(Coordinate labeling data)
● ● ●
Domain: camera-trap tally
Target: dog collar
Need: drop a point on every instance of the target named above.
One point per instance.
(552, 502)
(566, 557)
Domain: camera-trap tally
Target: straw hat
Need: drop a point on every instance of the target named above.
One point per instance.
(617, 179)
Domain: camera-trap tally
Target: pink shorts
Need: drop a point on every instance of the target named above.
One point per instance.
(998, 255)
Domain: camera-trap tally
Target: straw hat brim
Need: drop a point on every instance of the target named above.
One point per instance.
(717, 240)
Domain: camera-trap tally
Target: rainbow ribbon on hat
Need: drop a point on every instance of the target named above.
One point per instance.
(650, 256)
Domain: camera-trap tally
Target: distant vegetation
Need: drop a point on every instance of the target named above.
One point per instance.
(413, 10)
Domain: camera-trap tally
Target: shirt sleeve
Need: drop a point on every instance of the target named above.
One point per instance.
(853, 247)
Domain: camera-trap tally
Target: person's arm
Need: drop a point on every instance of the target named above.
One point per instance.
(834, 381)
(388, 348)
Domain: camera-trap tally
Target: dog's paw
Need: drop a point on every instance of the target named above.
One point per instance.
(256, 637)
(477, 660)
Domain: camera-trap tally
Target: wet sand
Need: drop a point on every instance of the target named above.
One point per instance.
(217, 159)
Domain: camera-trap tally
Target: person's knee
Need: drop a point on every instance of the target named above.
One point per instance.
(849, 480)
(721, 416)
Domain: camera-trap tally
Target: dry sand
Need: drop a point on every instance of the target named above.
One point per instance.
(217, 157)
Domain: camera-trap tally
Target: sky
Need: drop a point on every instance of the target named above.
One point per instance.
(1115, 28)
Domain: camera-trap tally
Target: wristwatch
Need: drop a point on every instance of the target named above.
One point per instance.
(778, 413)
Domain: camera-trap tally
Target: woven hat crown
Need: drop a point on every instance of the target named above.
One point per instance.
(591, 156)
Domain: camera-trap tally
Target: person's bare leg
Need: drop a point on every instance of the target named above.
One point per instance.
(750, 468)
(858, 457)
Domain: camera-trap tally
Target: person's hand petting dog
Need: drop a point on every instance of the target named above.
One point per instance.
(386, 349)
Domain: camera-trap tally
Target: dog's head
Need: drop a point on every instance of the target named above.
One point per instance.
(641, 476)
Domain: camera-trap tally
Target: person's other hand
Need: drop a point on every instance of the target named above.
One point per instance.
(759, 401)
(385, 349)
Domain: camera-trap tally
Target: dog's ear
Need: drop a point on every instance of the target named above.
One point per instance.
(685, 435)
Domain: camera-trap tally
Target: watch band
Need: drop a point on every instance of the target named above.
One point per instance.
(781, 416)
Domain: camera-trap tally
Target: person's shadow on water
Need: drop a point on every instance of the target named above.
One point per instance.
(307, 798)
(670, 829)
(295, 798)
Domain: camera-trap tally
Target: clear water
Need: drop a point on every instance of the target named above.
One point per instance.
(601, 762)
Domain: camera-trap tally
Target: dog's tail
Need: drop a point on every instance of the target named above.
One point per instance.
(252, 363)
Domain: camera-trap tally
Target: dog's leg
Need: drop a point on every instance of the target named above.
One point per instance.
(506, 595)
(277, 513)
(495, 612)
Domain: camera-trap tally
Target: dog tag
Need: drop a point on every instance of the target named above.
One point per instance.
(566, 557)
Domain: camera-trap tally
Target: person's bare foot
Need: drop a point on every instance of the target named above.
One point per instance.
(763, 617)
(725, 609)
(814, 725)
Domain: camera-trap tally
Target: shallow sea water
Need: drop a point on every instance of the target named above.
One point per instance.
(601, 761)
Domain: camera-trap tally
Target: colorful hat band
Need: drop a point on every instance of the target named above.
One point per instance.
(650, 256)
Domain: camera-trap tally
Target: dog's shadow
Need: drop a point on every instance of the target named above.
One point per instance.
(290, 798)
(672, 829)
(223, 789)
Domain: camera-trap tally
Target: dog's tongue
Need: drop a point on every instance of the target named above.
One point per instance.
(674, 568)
● ● ●
→ **INSTRUCTIONS FOR THE TASK**
Each entry above is to be set down again in exactly the same words.

→ **SOLVED EXERCISE**
Domain: camera-trap tally
Target: dog collar
Need: drop a point on every instance of the target named above.
One point per instance.
(552, 502)
(566, 557)
Domain: camera-trap tally
Target: straw hat
Need: drop a point on every instance of the target named above.
One point per instance.
(617, 179)
Domain: camera-trap tally
Target: pink shorts
Need: drop a point on every instance of the target named above.
One point per instance.
(998, 255)
Domain: camera-trap tally
Target: straw hat brim
Need: drop a point on every instance of the target named above.
One point per instance.
(717, 240)
Domain: camera-trap tally
Target: rainbow ribbon on hat
Need: drop a point on every instance of the target named above.
One point per instance.
(650, 256)
Domain: camera-trap tally
Target: distant vegetation
Need: drop a point on every instance of the target named above.
One point per instance.
(413, 10)
Domain: camera-trap tally
Target: shirt sleeve
Need: drop a point on every instance of the target named above.
One point per instance.
(853, 247)
Domain: camera-trap tally
Target: person's arm
Need: drop a point on every instance of the target named above.
One point per instance.
(834, 381)
(388, 348)
Domain: camera-trap tally
Target: dog's paw
Need: drop a point on every instance of the target named above.
One point per instance.
(256, 637)
(477, 660)
Domain: camera-trap tally
Target: wet sand
Need: drop a point on every instance of the target named above.
One point per instance.
(217, 159)
Domain: camera-trap tally
Target: person's knee
Need: drop a point on every instance of the target named above.
One point per instance.
(849, 480)
(721, 416)
Domain: camera-trap tally
Target: dry sand
Need: drop a point on every instance of the target named above.
One point per instance.
(217, 157)
Domain: camera-trap tally
Target: sky
Need: drop a point on every instance of the target named above.
One point per instance.
(1115, 28)
Domain: camera-trap tally
Target: wristwatch
Need: drop a point on every instance of the target named above.
One point per instance.
(778, 413)
Domain: camera-trap tally
Target: woven hat crown
Need: drop a point on every instance of the target named above.
One point per instance.
(591, 156)
Domain: camera-trap tally
Target: person's bare leg
Need: drop a point on every instance of the target named above.
One point per instance.
(750, 468)
(858, 457)
Domain: camera-trap tally
Target: person's hand petting dog
Need: drop a point on every instance of the target named above.
One point per instance.
(386, 349)
Domain: camera-trap tally
Target: dog's head
Need: drop a point on every instance of the target named above.
One point per instance.
(641, 476)
Domain: camera-trap tally
Target: person's other hand
Need: drop a point on every instance of the target named above.
One point per instance.
(759, 401)
(385, 349)
Domain: camera-trap tally
Target: dog's ear
Need: drop a point on every instance of the target named above.
One point per instance.
(685, 435)
Domain: camera-trap tally
Target: watch band
Need: drop a point on every instance of the target named above.
One point per instance.
(781, 416)
Domain: camera-trap tally
Target: person's shadow on water
Need: drop a point on every instance of the target named above.
One point per instance.
(307, 798)
(670, 829)
(295, 798)
Domain: camera-trap tally
Target: clear water
Need: drop a point on every instance of the target named above.
One point per instance.
(601, 762)
Domain: camera-trap tally
Target: dog's tail
Need: drop a point on every instance of the target named above.
One point per instance.
(252, 363)
Domain: camera-trap tally
Target: dog's leg
Need: drop a point on every instance of the target named above.
One point per instance.
(506, 595)
(277, 513)
(495, 612)
Domain: camera-trap tally
Target: dog tag
Need: drop a point on every instance of the target named above.
One point per instance.
(566, 557)
Domain: camera-trap tally
Target: person's bare foot
Need: drop a point on every instance of the target named above.
One point per instance.
(763, 617)
(725, 609)
(814, 725)
Domain: camera-trap tally
Target: shallow sea water
Need: drop a point on every instance of the target named above.
One point per instance.
(601, 761)
Domain: camera-trap tally
Target: colorful hat band
Need: drop a point on every instance of the target named above.
One point per instance.
(650, 256)
Domain: camera-trap tally
Target: dog's shadow
Need: drop a point on every instance of the target named above.
One point per instance.
(290, 798)
(672, 829)
(223, 789)
Domain: camera-trap tally
Target: dog's tongue
Need: drop a point on every instance of the target named above.
One point per instance.
(674, 568)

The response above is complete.